### EXCERPTED PASSAGE ###

On 6/26/07, ITAGAKI Takahiro <[EMAIL PROTECTED]> wrote:
Hi, I'm testing HOT patches, applying to CVS HEAD.
Thanks a lot for your tests. I am posting a revised patch on -patches. Please use that for further testing. In the last few days, many people have reviewed the patch including Simon, Heikki, Greg and Korry. I shall post a separate mail summarizing the changes since the last revision.
- MVCC-safe CLUSTER When I clustered a table with HOT-updated tuples, I saw the following error message. The HOT patch latest posted does not support MVCC-safe CLUSTER. | ERROR: unexpected HeapTupleSatisfiesVacuum result
Yes, this is a known issue. Heikki had posted a patch to resolve this conflict. - Number of unremovable tuples reported by VACUUM VERBOSE
HOT-updated tuples (HEAPTUPLE_DEAD_CHAIN) are counted as "keeped" and VACUUM VERBOSE prints them as "cannot be removed yet". However, we can actually remove them. We can reuse the data space of HOT-updated tuples, but need to keep their item pointers. We'd better to show them as two different messages -- for example, unremovable tuples and unreusable item pointers.

### INFORMATION SUPPLIED ###

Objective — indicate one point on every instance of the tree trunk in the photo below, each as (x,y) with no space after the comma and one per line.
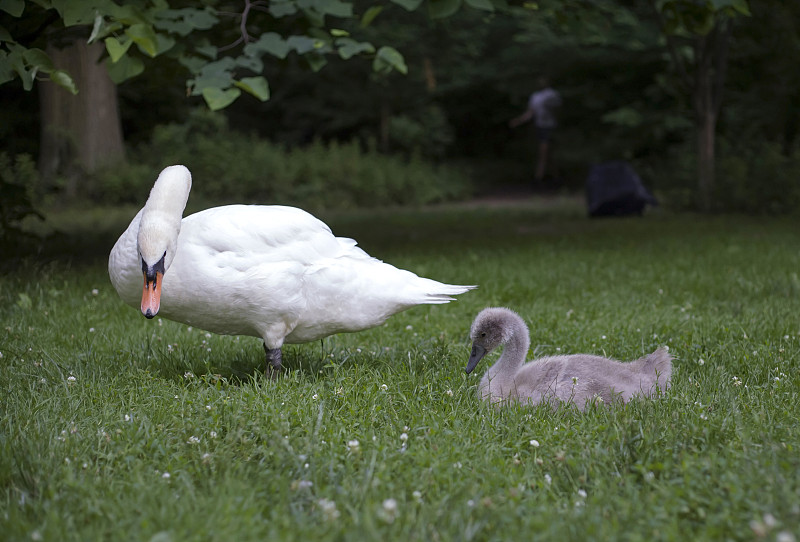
(706,170)
(79,133)
(706,119)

###

WORK INSTRUCTIONS =
According to the HOT patch message, who had posted a patch to resolve the conflict with MVCC-safe CLUSTER? The data shown above stand apart from the HOT patch message.

RESPONSE =
Heikki